### Actions to take
a - List the three words that the essay on depression and anxiety uses to say what having depression and anxiety is not.
b - From the essay on depression and anxiety, repeat word for word the passage that starts at the words "Don’t be ashamed" and stops after the words "it take you?".

### Text shown
──────────────────────────────

So here I am 5 years later sharing my story and finding the courage to tell people its okay to have depression and anxiety, its not weird or odd or weak. It is a part of you that you learn to live with and it is nothing to be ashamed of. Society hides it like its some big horrible secret to struggle in life. I hate to be the person to break the bad news but more people struggle with depression and anxiety then you would ever know. For me sharing my story with people has allowed me the opportunity to make connections with people that I never would have made connections with before. Depression doesn't define you it enhances you and your given talents and abilities. I have embraced it and challenged it. Some days I say to it "Bring it on Depression and Anxiety because I know who is going to win today" and I can tell you now I have won every time I have challenged it. Challenge yourself today whether it be something similar to my story or something else you are trying to overcome.
Don’t be ashamed of your story and who you are. Each piece of you has been molded through each experience you have had up until this point. Your feelings, thoughts and ideas are valid. Be open, share, listen, and be understanding that each person experiences life in a different way. Embrace the difference. Know that you have a choice, the choice to be the author of your own story. Where will it take you?

──────────────────────────────

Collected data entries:
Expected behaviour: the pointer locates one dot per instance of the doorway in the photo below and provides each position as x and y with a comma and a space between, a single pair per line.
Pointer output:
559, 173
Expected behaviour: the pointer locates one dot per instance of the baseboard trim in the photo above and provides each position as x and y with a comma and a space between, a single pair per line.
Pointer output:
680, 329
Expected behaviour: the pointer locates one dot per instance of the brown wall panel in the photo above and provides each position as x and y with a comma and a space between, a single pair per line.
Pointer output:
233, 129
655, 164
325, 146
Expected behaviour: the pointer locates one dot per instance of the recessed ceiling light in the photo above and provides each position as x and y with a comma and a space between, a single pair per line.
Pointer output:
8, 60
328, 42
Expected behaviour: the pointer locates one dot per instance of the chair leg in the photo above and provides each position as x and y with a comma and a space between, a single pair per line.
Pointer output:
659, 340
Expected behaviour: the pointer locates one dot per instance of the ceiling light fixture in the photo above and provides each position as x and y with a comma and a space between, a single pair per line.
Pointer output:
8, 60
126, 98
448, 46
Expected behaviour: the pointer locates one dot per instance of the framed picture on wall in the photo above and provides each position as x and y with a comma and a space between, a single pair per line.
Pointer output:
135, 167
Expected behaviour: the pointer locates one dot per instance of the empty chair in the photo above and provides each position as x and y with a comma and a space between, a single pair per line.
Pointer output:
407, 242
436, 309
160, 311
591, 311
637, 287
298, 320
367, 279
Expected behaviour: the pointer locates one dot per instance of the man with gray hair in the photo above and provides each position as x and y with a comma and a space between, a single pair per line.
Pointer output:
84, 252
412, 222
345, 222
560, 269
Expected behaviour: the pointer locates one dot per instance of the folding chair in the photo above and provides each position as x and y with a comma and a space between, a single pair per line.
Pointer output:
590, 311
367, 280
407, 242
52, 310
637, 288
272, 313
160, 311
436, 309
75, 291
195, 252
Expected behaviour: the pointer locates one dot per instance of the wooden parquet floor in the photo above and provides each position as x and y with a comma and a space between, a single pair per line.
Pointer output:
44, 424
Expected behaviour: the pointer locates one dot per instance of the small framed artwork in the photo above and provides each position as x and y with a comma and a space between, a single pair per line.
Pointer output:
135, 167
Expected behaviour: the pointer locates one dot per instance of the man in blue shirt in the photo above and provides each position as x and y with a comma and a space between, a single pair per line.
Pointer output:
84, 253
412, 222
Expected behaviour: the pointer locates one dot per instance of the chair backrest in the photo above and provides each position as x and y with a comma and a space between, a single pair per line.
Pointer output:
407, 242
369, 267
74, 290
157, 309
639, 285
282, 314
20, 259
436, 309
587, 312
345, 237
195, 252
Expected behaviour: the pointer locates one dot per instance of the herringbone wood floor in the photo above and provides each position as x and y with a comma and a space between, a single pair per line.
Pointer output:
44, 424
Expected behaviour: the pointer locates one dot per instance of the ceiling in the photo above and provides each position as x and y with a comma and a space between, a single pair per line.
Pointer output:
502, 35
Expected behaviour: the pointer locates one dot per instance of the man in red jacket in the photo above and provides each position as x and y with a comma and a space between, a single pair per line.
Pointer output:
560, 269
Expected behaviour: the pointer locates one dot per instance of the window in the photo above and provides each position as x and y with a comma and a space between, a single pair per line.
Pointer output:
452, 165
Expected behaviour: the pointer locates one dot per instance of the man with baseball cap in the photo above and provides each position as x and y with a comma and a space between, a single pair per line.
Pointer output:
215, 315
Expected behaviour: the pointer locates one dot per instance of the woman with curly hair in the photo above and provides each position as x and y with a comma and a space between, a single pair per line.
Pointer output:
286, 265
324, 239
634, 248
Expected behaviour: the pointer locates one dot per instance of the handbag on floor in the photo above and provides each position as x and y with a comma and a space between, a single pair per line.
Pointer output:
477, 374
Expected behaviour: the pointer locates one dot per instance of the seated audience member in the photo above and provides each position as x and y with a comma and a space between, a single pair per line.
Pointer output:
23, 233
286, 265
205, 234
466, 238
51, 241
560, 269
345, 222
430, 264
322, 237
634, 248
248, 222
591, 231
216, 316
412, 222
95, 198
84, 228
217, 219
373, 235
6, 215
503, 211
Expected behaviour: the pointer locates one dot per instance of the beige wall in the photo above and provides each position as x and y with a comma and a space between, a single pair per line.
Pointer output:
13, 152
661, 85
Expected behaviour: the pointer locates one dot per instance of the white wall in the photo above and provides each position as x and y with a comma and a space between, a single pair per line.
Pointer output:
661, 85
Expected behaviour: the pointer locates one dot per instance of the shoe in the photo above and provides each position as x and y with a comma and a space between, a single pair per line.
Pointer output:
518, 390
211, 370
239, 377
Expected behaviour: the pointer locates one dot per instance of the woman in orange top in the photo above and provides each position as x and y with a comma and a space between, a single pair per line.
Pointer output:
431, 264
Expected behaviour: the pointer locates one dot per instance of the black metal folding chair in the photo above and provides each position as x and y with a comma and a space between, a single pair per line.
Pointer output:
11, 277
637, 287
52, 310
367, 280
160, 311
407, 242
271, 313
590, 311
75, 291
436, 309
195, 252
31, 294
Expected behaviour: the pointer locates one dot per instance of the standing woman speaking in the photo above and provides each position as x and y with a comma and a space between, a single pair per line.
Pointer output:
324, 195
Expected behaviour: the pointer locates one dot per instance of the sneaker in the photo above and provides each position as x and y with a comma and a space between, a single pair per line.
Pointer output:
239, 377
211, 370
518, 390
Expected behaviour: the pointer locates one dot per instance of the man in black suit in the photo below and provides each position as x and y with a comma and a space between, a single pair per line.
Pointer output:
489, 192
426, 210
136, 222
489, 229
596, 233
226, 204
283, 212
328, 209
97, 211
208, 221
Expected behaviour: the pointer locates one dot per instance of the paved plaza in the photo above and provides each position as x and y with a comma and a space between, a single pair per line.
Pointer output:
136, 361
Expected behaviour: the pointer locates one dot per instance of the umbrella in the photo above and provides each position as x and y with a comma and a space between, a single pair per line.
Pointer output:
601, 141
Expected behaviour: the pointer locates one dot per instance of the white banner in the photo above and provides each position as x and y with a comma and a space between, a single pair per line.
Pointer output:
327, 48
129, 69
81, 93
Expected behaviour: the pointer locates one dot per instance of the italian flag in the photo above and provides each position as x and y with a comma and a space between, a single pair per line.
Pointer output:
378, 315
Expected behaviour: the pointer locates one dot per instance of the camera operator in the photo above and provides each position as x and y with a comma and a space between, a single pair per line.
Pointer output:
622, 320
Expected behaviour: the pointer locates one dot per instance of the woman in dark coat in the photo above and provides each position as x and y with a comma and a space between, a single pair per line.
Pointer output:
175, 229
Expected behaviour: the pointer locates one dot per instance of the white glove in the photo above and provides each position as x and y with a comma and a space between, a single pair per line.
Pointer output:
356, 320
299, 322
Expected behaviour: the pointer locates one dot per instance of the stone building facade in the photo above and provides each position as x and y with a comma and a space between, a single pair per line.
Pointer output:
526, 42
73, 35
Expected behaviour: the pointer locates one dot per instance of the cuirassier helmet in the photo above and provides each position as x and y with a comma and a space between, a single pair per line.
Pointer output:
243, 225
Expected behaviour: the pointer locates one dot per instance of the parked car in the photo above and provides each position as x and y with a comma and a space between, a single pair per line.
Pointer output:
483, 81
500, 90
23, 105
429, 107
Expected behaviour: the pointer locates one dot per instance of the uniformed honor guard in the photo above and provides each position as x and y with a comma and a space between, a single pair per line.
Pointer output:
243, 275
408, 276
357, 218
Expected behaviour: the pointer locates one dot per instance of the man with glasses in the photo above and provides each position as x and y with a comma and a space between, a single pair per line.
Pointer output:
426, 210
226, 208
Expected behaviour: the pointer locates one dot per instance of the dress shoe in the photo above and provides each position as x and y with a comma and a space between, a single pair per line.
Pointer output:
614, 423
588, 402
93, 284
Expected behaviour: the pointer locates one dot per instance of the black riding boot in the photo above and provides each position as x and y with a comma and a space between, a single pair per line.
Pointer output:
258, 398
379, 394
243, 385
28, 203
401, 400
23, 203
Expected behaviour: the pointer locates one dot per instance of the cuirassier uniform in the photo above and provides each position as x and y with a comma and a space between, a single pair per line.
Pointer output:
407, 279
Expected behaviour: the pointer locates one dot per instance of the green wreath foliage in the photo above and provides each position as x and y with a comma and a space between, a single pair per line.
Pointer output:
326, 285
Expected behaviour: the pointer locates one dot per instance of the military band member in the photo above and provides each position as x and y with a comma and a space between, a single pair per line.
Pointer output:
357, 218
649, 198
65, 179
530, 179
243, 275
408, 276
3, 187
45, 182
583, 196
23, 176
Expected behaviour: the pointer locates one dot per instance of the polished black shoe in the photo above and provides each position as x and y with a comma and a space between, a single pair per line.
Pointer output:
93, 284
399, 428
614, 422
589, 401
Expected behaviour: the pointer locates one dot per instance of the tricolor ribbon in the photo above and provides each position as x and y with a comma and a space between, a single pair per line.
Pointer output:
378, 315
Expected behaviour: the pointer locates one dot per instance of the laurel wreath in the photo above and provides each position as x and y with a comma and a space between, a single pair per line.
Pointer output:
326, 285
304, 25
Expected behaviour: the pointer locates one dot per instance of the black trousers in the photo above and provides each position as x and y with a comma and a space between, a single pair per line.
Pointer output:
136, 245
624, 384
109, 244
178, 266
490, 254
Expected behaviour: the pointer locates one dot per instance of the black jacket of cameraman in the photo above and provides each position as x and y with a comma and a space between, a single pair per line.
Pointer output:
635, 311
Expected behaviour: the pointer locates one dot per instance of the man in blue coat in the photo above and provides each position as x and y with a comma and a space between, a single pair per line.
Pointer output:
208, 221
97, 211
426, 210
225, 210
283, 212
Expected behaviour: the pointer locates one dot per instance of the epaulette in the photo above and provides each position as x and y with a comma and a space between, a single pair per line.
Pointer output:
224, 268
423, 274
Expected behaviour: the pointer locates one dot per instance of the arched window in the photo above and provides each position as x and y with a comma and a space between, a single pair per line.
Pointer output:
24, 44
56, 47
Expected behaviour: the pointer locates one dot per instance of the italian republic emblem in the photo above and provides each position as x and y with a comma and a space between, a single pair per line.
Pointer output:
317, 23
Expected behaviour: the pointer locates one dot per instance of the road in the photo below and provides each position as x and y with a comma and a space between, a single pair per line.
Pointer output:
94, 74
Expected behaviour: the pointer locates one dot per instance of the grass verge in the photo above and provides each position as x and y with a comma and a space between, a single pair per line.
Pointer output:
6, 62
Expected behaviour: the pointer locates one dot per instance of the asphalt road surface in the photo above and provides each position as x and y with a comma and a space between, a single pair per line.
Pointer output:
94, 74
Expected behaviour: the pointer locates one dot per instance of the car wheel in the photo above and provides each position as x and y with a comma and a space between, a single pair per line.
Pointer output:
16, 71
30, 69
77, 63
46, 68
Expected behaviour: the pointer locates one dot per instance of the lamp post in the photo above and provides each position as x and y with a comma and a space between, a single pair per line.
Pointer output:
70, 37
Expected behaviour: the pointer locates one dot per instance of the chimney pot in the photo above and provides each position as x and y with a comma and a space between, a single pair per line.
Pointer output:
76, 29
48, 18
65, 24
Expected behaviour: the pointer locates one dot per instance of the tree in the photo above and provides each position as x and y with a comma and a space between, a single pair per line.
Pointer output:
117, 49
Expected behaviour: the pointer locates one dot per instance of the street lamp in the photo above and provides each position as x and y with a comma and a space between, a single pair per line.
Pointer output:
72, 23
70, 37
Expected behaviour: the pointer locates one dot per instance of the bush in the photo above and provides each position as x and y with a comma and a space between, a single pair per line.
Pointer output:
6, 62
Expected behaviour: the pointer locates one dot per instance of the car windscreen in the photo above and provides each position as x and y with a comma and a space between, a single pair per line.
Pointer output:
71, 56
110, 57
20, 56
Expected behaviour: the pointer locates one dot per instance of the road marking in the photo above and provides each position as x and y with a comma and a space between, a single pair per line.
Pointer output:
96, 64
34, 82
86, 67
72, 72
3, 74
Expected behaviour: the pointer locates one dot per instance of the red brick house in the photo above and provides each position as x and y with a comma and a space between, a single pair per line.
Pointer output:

──────────────────────────────

### Answers to the problems
a - weird, odd, weak

b -
Don’t be ashamed of your story and who you are. Each piece of you has been molded through each experience you have had up until this point. Your feelings, thoughts and ideas are valid. Be open, share, listen, and be understanding that each person experiences life in a different way. Embrace the difference. Know that you have a choice, the choice to be the author of your own story. Where will it take you?